**Stated task**.
From the methods text below on indium oxide thin films, list each chemical given with a CAS number, along with that number.

2.1 Sol–gel solution preparation

A 0.1 M sol–gel solution of In₂O₃ was prepared by dissolving indium nitrate hydrate, In(NO₃)₃·3H₂O (99.9%, Sigma-Aldrich, CAS: 207398-97-8) in 2-methoxyethanol (≥99.3%, Sigma-Aldrich, CAS: 109-86-4) in a 25 mL beaker at room temperature (20 °C). Monoethanolamine (MEA, ≥99%, Sigma-Aldrich, CAS: 141-43-5) was added to the solution using an Eppendorf pipette, with the molar ratio of MEA : In being varied from 0 : 1 to 1 : 1. The solution was subsequently allowed to stir at 600 rpm for one hour. In between depositions, the beaker was covered with parafilm.

2.2 Film deposition

Substrates were cut from silicon wafers with native oxide into approximately 10 × 10 mm² square pieces using a diamond-tipped pen. They were then rinsed with deionised (DI) water, followed by propan-2-ol and dried with nitrogen gas. Finally, a Novascan PSD UV/ozone lamp was used to treat the substrates for 30 min. A Nadtech ND-DC 11/1 300 dip coater was used to produce thin films. The 25 mL beaker of the prepared In₂O₃ sol–gel solution was placed in the sample chamber where the cleaned substrate was held above by stainless steel cross-over tweezers. The substrates were immersed at a speed of 50 mm min⁻¹ and held for 20 s. They were then withdrawn at a speed of 5 mm min⁻¹ and allowed to dry in air. Samples were deposited at varying times relative to the completion of stirring and dipped only once to ensure consistency over deposition timing. One set of thin films, referred to as ‘Annealed’, were deposited 4 hours after stirring, then transferred to an alumina boat upon completion of dip-coating, and inserted into an Elite standard horizontal single zone tube furnace controlled by a Eurotherm type 3216cc digital PID controller where they were heated to 400 °C at a heating rate of 5° min⁻¹ for two hours in air. They were then allowed to cool to room temperature without active cooling.

2.3 Collection of precipitates

For all solutions except those without stabiliser, some precipitates formed, which settled to the bottom of the beaker. These were separated by 10 min centrifugation with a Sigma 2-16KL centrifuge at 5000 rpm. The liquid was decanted, and the resulting white gel was extracted. The gel was dried in a desiccator for up to 72 h until completely dry and in powder form.

2.4 Characterisation

The sol–gel solutions were analysed by UV-vis spectroscopy using a Shimadzu 2700i UV-vis spectrophotometer with a double monochromator system. The light sources were a tungsten lamp (350–800 nm), which switched to a deuterium lamp (200–350 nm) at approximately 350 nm. Solutions were measured in Fisherbrand Polystyrene Macro Cuvettes with 2-methoxyethanol as the reference. Measurements were collected over a range of 230 to 600 nm with a step size of 2 nm. Complementary Fourier transform infrared (FTIR) spectra were recorded on the solutions on an attenuated total reflectance (ATR) spectrometer by Shimadzu between 4000–450 cm⁻¹.

**Extracted information**.
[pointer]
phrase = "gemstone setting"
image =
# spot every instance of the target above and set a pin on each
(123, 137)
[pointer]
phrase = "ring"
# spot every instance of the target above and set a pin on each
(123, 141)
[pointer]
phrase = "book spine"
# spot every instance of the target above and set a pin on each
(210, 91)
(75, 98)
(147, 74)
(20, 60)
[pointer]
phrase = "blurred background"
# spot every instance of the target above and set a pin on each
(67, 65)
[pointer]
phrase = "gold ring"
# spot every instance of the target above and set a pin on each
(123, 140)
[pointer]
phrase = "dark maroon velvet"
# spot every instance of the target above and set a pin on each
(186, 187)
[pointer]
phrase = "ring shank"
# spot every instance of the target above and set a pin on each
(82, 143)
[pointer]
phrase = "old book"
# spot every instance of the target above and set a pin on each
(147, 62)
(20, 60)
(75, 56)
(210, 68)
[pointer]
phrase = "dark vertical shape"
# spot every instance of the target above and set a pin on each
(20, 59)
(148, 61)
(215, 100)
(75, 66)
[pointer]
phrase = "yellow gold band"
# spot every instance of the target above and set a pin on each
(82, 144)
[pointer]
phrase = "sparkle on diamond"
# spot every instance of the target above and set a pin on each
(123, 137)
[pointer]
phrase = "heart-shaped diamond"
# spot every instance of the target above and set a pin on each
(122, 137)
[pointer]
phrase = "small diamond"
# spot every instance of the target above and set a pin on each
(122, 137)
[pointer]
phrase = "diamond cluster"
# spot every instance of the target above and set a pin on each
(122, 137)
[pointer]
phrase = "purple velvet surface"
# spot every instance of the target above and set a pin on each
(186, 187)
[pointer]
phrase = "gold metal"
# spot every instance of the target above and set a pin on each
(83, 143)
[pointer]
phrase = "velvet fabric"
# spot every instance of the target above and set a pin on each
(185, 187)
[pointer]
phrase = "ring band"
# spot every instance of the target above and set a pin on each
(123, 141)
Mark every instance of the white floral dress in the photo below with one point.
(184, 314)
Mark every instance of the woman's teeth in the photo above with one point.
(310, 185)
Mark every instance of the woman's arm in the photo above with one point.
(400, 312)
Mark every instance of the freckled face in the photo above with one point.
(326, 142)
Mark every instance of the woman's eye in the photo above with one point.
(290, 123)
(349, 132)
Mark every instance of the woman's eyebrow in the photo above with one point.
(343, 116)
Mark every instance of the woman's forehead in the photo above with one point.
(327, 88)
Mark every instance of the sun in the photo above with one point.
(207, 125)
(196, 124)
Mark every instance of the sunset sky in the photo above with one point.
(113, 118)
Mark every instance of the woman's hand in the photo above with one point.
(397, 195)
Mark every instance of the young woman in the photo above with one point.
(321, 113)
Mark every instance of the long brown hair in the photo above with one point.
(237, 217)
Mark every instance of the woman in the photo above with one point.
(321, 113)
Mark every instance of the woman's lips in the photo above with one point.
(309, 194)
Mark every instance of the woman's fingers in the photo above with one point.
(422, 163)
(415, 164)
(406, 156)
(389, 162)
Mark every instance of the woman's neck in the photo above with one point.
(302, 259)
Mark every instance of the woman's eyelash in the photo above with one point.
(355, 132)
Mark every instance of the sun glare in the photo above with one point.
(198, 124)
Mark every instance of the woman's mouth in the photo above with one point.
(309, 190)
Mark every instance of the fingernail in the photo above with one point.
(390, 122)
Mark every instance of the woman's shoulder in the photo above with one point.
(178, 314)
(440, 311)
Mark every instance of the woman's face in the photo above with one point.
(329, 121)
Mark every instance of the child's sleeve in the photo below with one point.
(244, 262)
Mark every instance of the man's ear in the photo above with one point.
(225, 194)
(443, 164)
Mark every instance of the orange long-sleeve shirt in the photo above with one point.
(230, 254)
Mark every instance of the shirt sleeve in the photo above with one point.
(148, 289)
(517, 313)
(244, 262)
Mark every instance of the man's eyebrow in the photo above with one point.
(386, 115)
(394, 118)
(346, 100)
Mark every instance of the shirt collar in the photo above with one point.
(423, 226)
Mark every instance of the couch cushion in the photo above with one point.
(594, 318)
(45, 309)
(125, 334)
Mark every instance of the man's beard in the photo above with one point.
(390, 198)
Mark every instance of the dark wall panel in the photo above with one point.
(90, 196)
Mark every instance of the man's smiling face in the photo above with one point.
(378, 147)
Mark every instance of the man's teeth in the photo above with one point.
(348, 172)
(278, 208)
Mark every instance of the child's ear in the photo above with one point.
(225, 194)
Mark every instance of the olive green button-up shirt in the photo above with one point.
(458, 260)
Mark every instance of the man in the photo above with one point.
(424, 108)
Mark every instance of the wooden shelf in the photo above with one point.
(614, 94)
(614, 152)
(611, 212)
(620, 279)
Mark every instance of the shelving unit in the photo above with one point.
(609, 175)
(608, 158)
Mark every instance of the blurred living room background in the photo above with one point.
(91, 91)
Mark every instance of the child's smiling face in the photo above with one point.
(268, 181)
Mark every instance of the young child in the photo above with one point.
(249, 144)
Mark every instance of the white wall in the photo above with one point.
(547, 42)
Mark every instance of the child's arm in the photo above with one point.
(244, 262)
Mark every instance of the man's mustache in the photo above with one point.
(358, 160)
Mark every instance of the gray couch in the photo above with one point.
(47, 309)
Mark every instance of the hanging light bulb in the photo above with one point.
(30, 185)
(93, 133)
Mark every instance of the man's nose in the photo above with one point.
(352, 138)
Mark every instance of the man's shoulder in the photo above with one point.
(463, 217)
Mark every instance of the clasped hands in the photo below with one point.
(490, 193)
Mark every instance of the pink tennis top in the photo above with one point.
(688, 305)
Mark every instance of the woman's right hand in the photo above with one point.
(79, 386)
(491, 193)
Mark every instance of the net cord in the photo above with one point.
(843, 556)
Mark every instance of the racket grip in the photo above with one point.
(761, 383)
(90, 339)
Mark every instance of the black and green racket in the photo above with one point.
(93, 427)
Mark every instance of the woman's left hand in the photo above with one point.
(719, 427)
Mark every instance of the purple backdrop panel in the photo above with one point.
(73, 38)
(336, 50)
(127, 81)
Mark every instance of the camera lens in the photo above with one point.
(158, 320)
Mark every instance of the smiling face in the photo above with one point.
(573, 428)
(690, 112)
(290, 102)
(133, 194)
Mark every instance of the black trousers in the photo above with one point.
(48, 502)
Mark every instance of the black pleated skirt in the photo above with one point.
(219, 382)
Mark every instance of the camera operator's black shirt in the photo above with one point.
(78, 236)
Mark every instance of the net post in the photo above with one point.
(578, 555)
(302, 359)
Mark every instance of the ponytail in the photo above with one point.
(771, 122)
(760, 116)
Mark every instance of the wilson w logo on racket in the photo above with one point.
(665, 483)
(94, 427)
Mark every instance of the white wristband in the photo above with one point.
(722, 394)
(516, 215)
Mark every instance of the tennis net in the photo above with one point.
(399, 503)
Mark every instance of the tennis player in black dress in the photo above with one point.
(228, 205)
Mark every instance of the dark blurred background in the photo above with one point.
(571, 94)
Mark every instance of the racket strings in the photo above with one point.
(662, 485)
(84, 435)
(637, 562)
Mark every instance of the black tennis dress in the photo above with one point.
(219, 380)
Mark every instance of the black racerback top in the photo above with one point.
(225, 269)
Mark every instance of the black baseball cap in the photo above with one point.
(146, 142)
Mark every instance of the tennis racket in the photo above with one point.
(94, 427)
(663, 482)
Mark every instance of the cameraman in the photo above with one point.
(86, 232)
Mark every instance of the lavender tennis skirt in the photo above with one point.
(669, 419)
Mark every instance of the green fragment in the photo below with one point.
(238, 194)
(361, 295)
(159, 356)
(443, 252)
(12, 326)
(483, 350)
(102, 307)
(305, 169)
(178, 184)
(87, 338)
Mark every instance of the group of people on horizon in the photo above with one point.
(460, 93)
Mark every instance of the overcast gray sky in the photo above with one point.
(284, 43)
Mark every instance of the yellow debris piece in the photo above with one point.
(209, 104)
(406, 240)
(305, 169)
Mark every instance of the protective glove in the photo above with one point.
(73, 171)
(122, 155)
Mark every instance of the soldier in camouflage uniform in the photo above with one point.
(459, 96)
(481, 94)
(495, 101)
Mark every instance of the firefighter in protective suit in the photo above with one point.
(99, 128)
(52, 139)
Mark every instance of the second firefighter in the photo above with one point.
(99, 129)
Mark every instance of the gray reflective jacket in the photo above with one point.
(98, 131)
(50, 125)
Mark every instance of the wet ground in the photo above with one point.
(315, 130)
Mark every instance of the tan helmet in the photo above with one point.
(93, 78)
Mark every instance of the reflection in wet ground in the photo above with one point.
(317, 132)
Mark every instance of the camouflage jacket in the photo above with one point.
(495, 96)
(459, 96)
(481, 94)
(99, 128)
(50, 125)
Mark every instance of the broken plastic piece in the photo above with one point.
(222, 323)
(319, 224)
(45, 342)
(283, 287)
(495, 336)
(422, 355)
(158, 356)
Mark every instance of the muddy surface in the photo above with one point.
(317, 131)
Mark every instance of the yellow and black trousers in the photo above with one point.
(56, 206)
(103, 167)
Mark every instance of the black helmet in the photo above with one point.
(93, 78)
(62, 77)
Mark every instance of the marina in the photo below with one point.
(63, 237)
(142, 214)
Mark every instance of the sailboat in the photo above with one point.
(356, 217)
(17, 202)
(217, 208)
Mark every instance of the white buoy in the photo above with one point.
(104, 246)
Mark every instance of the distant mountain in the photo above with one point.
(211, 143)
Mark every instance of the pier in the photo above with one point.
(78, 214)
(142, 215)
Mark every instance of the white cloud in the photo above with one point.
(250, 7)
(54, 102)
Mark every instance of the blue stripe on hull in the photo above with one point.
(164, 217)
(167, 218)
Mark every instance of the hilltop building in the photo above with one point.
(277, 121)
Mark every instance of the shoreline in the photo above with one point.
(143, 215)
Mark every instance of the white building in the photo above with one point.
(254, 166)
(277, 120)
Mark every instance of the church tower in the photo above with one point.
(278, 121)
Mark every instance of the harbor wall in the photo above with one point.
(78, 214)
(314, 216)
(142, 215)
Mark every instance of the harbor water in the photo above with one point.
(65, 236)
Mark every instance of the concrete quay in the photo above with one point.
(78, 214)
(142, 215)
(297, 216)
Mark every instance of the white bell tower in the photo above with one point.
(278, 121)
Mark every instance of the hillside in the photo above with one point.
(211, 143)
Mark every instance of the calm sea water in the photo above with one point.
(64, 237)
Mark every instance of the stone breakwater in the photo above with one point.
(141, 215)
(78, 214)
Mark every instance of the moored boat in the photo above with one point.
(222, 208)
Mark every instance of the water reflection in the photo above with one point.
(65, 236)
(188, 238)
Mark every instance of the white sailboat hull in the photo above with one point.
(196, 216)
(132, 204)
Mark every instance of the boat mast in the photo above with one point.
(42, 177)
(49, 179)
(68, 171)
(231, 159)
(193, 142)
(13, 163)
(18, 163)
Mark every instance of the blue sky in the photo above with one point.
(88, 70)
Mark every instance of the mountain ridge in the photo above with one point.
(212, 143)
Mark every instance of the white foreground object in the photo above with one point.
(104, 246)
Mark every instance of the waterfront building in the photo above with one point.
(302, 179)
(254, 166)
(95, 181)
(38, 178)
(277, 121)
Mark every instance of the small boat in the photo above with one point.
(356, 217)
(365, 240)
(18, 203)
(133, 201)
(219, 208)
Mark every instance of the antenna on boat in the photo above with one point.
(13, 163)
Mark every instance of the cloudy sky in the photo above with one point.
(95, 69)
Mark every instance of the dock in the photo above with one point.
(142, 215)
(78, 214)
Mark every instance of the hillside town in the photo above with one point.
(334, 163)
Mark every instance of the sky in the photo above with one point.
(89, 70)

**Reply**.
Indium nitrate hydrate, In(NO₃)₃·3H₂O: CAS 207398-97-8
2-methoxyethanol: CAS 109-86-4
Monoethanolamine (MEA): CAS 141-43-5